Textausschnitt:
Schon 2017 ging die Beiersdorf AG in Hamburg diesen Weg, als die Unternehmensführung zum Beginn des G20-Gipfels am Hauptsitz mit erheblichen Verkehrsbehinderungen rechnete. Damals schickte das Unternehmen die rund 2500 Beschäftigten – vom Vorstand bis zur Servicekraft – geschlossen ins Homeoffice. Beiersdorf nutzte den Anlass als Großexperiment für flexibles Arbeiten. „Mit einem Homeoffice-Tag für jeden wollen wir erstmals auf breiter Front Erfahrungen sammeln. Auch für Funktionen, die bislang eher an den Schreibtisch in der Firma gebunden sind“, kündigte der Konzern damals an. Das Projekt wurde den Angaben zufolge Monate vorher in Absprache zwischen Mitarbeitern und Führungskräften vorbereitet.

Einträge:
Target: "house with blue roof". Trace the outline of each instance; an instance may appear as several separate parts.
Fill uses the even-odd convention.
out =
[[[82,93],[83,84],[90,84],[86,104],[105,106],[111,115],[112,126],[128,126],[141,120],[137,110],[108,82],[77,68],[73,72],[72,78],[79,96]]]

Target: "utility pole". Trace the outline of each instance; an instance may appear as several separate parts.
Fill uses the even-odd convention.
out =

Arbeitsauftrag A: Übersetze den folgenden Satz aus dem Textausschnitt über Beiersdorf ins Englische: „Beiersdorf nutzte den Anlass als Großexperiment für flexibles Arbeiten.“
Arbeitsauftrag B: Gib aus dem Textausschnitt über Beiersdorf den Abschnitt wörtlich wieder: Beginne bei den Worten „Schon 2017 ging“ und höre nach den Worten „und Führungskräften vorbereitet.“ auf.
Die Liste ist eigenständiges Material und gehört nicht zum Textausschnitt.

Ergebnis A: Beiersdorf used the occasion as a large-scale experiment in flexible working.

Ergebnis B:
Schon 2017 ging die Beiersdorf AG in Hamburg diesen Weg, als die Unternehmensführung zum Beginn des G20-Gipfels am Hauptsitz mit erheblichen Verkehrsbehinderungen rechnete. Damals schickte das Unternehmen die rund 2500 Beschäftigten – vom Vorstand bis zur Servicekraft – geschlossen ins Homeoffice. Beiersdorf nutzte den Anlass als Großexperiment für flexibles Arbeiten. „Mit einem Homeoffice-Tag für jeden wollen wir erstmals auf breiter Front Erfahrungen sammeln. Auch für Funktionen, die bislang eher an den Schreibtisch in der Firma gebunden sind“, kündigte der Konzern damals an. Das Projekt wurde den Angaben zufolge Monate vorher in Absprache zwischen Mitarbeitern und Führungskräften vorbereitet.